▸ **Quoted passage**
# How to turn your Rubik's 3x3 into a DIY



## Nukoca (May 3, 2009)

Shipping takes FOREVER from China!


----------



## PatrickJameson (May 3, 2009)

Why is there not a "Denfinatly not" choice.


----------



## byu (May 3, 2009)

You're probably supposed to choose "No way, it's going to break my cube"


----------



## shelley (May 3, 2009)

Why not just get a DIY cube? If you have access to a DIY core you might as well get the whole cube.

If you can insert your corners while your edges are already in place, your cube is too loose. That thing looks like it will pop if you look at it funny.


----------



## byu (May 3, 2009)

I can insert corners while edges are placed into my DIY if it's turned 45º. It takes some pressure, but my cube isn't really that loose.


----------



## Nukoca (May 3, 2009)

shelley said:


> Why not just get a DIY cube? If you have access to a DIY core you might as well get the whole cube.



But then you have a really useless storebought that won't turn well unless you wear it in uber good. If you have a storebought and you're buying something from C4Y, then you might as well get the core along with it, since it's only $.99.



shelley said:


> If you can insert your corners while your edges are already in place, your cube is too loose. That thing looks like it will pop if you look at it funny.



I noticed that too. I couldn't do a solve without it popping all over. That's why I did the mod... so I could adjust the tension. It's tighter now.


----------



## irontwig (May 7, 2009)

Doesn't seem to be worth the trouble.


----------



## Nukoca (May 7, 2009)

irontwig said:


> Doesn't seem to be worth the trouble.



It is, man, it is.


----------



## d4m4s74 (May 7, 2009)

I might do it so I don't have to waste a DIY for my calendar cube and still make it easy to turn, but shipping is more then a spare core so I'll wait for a big order


----------

▸ **Dataset excerpt**
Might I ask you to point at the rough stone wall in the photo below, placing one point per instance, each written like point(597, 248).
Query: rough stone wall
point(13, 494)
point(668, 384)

▸ **Tasks for this exercise**
#1 According to the thread on turning a Rubik's 3x3 into a DIY cube, what is the price of the core?
#2 Repeat the thread's text between "## shelley (May" and "really that loose.", inclusive.
The material after the thread is separate from it.

▸ **Results by task**
#1 The core costs only $.99.

#2
## shelley (May 3, 2009)

Why not just get a DIY cube? If you have access to a DIY core you might as well get the whole cube.

If you can insert your corners while your edges are already in place, your cube is too loose. That thing looks like it will pop if you look at it funny.


----------



## byu (May 3, 2009)

I can insert corners while edges are placed into my DIY if it's turned 45º. It takes some pressure, but my cube isn't really that loose.